# [Input rows]
---+---

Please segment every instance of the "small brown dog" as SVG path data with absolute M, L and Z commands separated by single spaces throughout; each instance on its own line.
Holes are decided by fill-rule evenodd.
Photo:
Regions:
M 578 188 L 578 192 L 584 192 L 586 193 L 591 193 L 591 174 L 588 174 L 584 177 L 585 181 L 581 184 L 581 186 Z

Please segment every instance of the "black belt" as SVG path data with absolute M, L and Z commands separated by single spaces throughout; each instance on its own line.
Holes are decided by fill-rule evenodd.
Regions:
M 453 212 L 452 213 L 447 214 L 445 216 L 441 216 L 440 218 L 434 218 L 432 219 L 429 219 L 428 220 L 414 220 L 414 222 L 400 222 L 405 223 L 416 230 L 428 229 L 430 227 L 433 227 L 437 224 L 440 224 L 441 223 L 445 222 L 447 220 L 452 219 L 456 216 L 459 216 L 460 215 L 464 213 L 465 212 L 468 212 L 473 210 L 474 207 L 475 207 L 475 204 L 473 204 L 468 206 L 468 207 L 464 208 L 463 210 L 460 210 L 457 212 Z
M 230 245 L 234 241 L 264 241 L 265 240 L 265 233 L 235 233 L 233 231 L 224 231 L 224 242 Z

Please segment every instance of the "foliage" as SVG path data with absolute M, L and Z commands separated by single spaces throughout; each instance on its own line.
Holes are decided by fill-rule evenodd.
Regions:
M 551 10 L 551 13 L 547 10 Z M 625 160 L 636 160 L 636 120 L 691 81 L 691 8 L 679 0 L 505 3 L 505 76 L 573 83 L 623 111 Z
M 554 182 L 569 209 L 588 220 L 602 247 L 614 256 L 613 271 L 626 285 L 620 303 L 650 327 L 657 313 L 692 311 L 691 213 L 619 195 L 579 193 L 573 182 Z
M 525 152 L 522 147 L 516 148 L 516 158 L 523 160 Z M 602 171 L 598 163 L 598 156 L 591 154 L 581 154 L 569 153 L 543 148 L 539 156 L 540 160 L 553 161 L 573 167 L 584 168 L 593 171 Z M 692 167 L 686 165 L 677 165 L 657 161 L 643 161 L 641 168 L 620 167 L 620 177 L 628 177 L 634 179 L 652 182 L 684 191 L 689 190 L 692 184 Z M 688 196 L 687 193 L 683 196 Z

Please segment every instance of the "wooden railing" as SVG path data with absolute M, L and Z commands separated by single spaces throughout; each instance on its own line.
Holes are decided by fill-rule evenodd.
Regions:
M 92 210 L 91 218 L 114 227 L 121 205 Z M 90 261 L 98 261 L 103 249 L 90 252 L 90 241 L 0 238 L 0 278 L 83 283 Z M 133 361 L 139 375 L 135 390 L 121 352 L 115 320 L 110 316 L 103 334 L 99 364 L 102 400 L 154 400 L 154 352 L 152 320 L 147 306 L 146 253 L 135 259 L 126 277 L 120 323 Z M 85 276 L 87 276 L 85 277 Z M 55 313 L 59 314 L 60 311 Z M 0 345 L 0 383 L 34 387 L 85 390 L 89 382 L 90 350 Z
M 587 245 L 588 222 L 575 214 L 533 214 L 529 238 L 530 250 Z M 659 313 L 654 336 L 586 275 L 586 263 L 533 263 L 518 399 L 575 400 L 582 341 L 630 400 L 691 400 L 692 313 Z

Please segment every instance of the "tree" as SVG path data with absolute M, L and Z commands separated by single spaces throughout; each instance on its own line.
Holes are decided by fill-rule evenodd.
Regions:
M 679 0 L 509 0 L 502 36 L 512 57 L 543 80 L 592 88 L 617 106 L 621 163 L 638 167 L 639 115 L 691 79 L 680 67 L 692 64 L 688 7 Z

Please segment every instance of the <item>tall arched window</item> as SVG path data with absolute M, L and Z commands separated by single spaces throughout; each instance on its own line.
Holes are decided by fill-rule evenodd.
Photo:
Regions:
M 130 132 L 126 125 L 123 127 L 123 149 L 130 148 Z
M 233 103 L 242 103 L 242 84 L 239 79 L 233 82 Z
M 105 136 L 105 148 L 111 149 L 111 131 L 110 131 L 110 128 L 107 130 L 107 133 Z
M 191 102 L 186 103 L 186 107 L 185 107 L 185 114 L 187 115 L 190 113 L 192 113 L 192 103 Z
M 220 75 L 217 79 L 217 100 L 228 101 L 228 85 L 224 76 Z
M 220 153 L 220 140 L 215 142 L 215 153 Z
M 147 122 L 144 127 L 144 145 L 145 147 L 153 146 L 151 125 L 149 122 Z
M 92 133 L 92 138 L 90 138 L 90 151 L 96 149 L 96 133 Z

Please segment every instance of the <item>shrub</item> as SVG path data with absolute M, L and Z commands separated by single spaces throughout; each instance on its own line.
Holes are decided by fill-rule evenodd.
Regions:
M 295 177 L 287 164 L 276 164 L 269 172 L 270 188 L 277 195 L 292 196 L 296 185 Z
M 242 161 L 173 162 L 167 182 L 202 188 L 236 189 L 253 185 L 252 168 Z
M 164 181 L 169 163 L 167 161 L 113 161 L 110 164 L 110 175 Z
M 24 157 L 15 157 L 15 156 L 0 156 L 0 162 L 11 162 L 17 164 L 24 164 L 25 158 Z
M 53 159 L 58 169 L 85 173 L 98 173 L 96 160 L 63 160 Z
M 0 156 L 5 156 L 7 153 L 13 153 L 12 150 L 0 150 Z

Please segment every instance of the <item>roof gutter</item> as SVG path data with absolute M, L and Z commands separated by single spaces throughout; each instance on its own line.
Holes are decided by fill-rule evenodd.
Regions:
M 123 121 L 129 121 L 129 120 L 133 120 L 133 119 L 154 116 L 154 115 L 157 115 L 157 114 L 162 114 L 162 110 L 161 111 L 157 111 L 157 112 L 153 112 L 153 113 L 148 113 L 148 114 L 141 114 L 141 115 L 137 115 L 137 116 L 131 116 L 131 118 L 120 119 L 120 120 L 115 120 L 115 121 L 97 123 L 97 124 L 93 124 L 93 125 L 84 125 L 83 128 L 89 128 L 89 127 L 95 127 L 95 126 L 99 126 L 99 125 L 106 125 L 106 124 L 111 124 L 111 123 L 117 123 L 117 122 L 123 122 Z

---+---

# [Required task]
Please rewrite the data from the line containing "Please segment every instance of the <item>shrub</item>" through the last line, both ends included, as a JSON list of strings with one string per line, omitting blank lines.

# [Response to the exercise]
[
  "Please segment every instance of the <item>shrub</item> as SVG path data with absolute M, L and Z commands separated by single spaces throughout; each instance on its own line.",
  "Holes are decided by fill-rule evenodd.",
  "Regions:",
  "M 295 177 L 287 164 L 276 164 L 269 172 L 270 188 L 277 195 L 292 196 L 296 185 Z",
  "M 242 161 L 173 162 L 167 182 L 202 188 L 236 189 L 253 185 L 252 168 Z",
  "M 164 181 L 169 163 L 167 161 L 113 161 L 110 164 L 110 175 Z",
  "M 24 157 L 15 157 L 15 156 L 0 156 L 0 162 L 11 162 L 17 164 L 24 164 L 25 158 Z",
  "M 53 159 L 58 169 L 85 173 L 98 173 L 96 160 L 63 160 Z",
  "M 0 156 L 5 156 L 7 153 L 13 153 L 12 150 L 0 150 Z",
  "Please segment every instance of the <item>roof gutter</item> as SVG path data with absolute M, L and Z commands separated by single spaces throughout; each instance on its own line.",
  "Holes are decided by fill-rule evenodd.",
  "Regions:",
  "M 123 121 L 129 121 L 129 120 L 133 120 L 133 119 L 154 116 L 154 115 L 157 115 L 157 114 L 162 114 L 162 110 L 161 111 L 157 111 L 157 112 L 153 112 L 153 113 L 148 113 L 148 114 L 141 114 L 141 115 L 137 115 L 137 116 L 131 116 L 131 118 L 120 119 L 120 120 L 115 120 L 115 121 L 97 123 L 97 124 L 93 124 L 93 125 L 84 125 L 83 128 L 89 128 L 89 127 L 95 127 L 95 126 L 99 126 L 99 125 L 106 125 L 106 124 L 111 124 L 111 123 L 117 123 L 117 122 L 123 122 Z"
]